-------- Supplied text --------

An installation view of Doug Aitken's Migration 2008
Doug Aitken Migration 2008
Installation view, Carnegie Museum of Art, Pittsburgh

American artist Doug Aitken will create a ‘field of ideas’ outside Tate Liverpool as part of this year’s Biennial, which runs from 15 September to 25 November

He will work with British architect David Adjaye to build a temporary structure in which will be shown films of his interviews with prominent creative figures from the worlds of art, cinema and music. The work is the first commission in the Sky Arts Ignition series, funded and supported by the broadcaster.

The project is about the roots of creativity and ‘a sense that there really is no separation between music, art, film and architecture,’ explains Aitken. ‘I think these things are completely linked together, and there’s really a commonality in the creative process and the sharing of these ideas. I want the installation to be a destination, I want it to be a place one can go to and walk into these ideas. It’s like a field of ideas.’

Now in its seventh incarnation, the boost given to the Biennial by Liverpool’s Capital of Culture status in 2008, can still be felt. It now attracts over half a million visitors and is the UK’s biggest and most important international art event.

As well as events at Liverpool’s many galleries and museums, the Biennial takes art out into the city. This year’s highlights include a shipping container wedged precariously in Liverpool’s streetscape, a lift bursting up through the floor of the shopping centre, and a slightly ajar but unopenable VIP entrance.

Inside Tate Liverpool, you’ll find the free exhibition Thresholds, which addresses the Biennial’s theme of ‘hospitality’ by looking at works from the Tate collection which deal with British identity and migration. Artists including Keith Arnatt and last year’s Turner Prize nominee George Shaw raise questions about ‘quintessentially British’ notions of beauty and tranquillity, while Gilbert & George and Mark Wallinger address the political nature of images constructed and distributed by the mainstream media.

New venues this year include the magnificent Cunard Building, one of the Three Graces that define Liverpool’s skyline, which will host work by Mona Hatoum, John Akomfrah and others. Also making its debut is the vast former Royal Mail sorting office on Copperas Street, in which you’ll find the Bloomberg New Contemporaries show of young British artists, and the City States exhibition of 60 artists from around the world.

Sally Tallant is the festival’s new artistic director. She says: ‘Moving from London to Liverpool is amazing: it feels like everything and anything is possible here… As a city outside of London, we can be a test-bed for new thinking, the place where art can happen and is produced… where things can be done that could not be done anywhere else.’

The 7th Liverpool Biennial runs 15 September – 25 November 2012.

--------

## Apply what you read
1 > According to the Liverpool Biennial article, why does Doug Aitken call his installation a "field of ideas"? Answer in one to three sentences.
2 > Please transcribe everything in the Liverpool Biennial article from "New venues this" down to "from around the world.".

-------- Dataset extract --------

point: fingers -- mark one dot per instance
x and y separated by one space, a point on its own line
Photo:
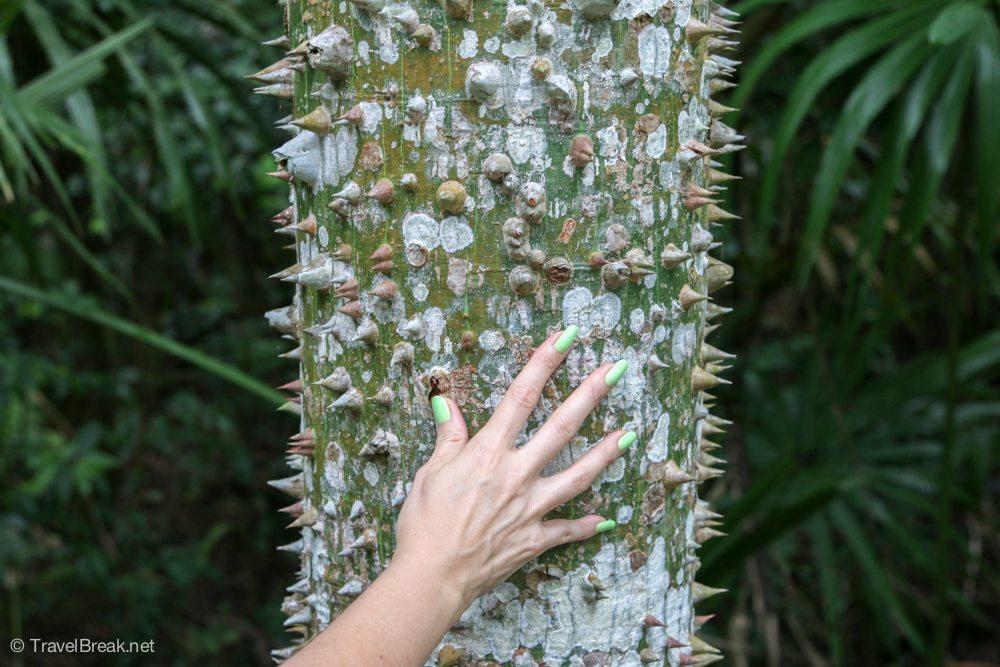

--------

## Task responses
1 > Aitken sees no separation between music, art, film and architecture and believes they share a common creative process. He wants the installation to be a destination, a place people can go to and walk into these ideas. That is why he likens it to a field of ideas.

2 >
New venues this year include the magnificent Cunard Building, one of the Three Graces that define Liverpool’s skyline, which will host work by Mona Hatoum, John Akomfrah and others. Also making its debut is the vast former Royal Mail sorting office on Copperas Street, in which you’ll find the Bloomberg New Contemporaries show of young British artists, and the City States exhibition of 60 artists from around the world.